**Complete the following**:
**1)** Shorten the paragraph in the column on the No Child Left Behind backlash that begins "Last week, 57 Republican legislators" and keep its main facts.
**2)** Reproduce the column on the No Child Left Behind backlash word for word, starting at "Last week, 57" and ending at "first legislative successes.".

**Extract to read**:
════════════════════
From: Bob Schaeffer <bobschaeffer@earthlink.net>
Date: Thu Mar 22, 2007 9:46:13 AM US/Pacific
To: ARN Main List <arn-l@interversity.org>, arn2-strategy
<arn2-strategy@yahoogroups.com>
Subject: [arn2-strategy] Battling the NCLB Backlash
Reply-To: arn2-strategy@yahoogroups.com
The long-term voice of the "bi-partisan Washington punditry" weighs in
BATTLING THE "NO CHILD" BACKLASH
Washington Post -- March 22, 2007
David Broder Column
The last thing President Bush needs is another fight with his political
base. But that is what he has found as he presses Congress to renew the
No Child Left Behind Act, his signature education program passed by a
bipartisan majority in the first months of his first term.
Last week, 57 Republican legislators signed on as sponsors of
legislation that would -- in the view of the administration -- destroy
No Child Left Behind. The bill would allow any state that objected to
the law's standards and testing to excuse itself from those
requirements
and still receive federal school aid.
The sponsors, who include Rep. Roy Blunt of Missouri, the House GOP
whip, and Sen. Mel Martinez of Florida, the chairman of the Republican
National Committee, say the measure is needed to curb federal
interference in local schools.
The backlash against No Child Left Behind has been building almost from
the moment it was enacted in the winter of 2001-02 as one of Bush's
first legislative successes.
════════════════════
**Dataset section**:
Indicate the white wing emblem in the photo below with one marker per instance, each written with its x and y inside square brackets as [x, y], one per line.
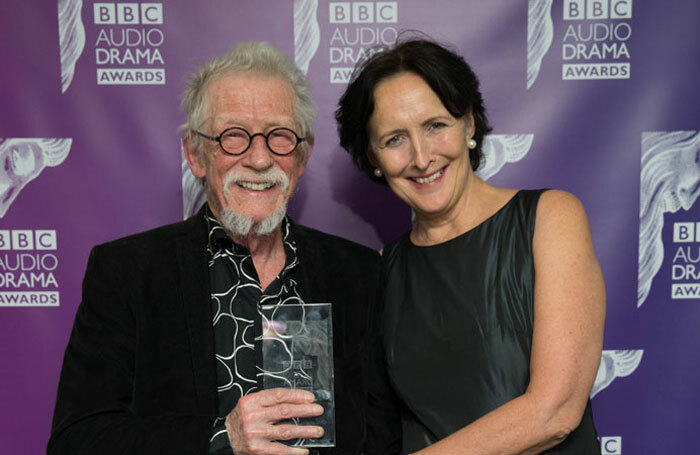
════════════════════
**Task results**:
**1)** Last week, 57 Republican legislators sponsored a bill that would let any state that objects to the law's standards and testing opt out of those requirements and still get federal school aid. The administration believes the bill would destroy No Child Left Behind.

**2)**
Last week, 57 Republican legislators signed on as sponsors of
legislation that would -- in the view of the administration -- destroy
No Child Left Behind. The bill would allow any state that objected to
the law's standards and testing to excuse itself from those
requirements
and still receive federal school aid.
The sponsors, who include Rep. Roy Blunt of Missouri, the House GOP
whip, and Sen. Mel Martinez of Florida, the chairman of the Republican
National Committee, say the measure is needed to curb federal
interference in local schools.
The backlash against No Child Left Behind has been building almost from
the moment it was enacted in the winter of 2001-02 as one of Bush's
first legislative successes.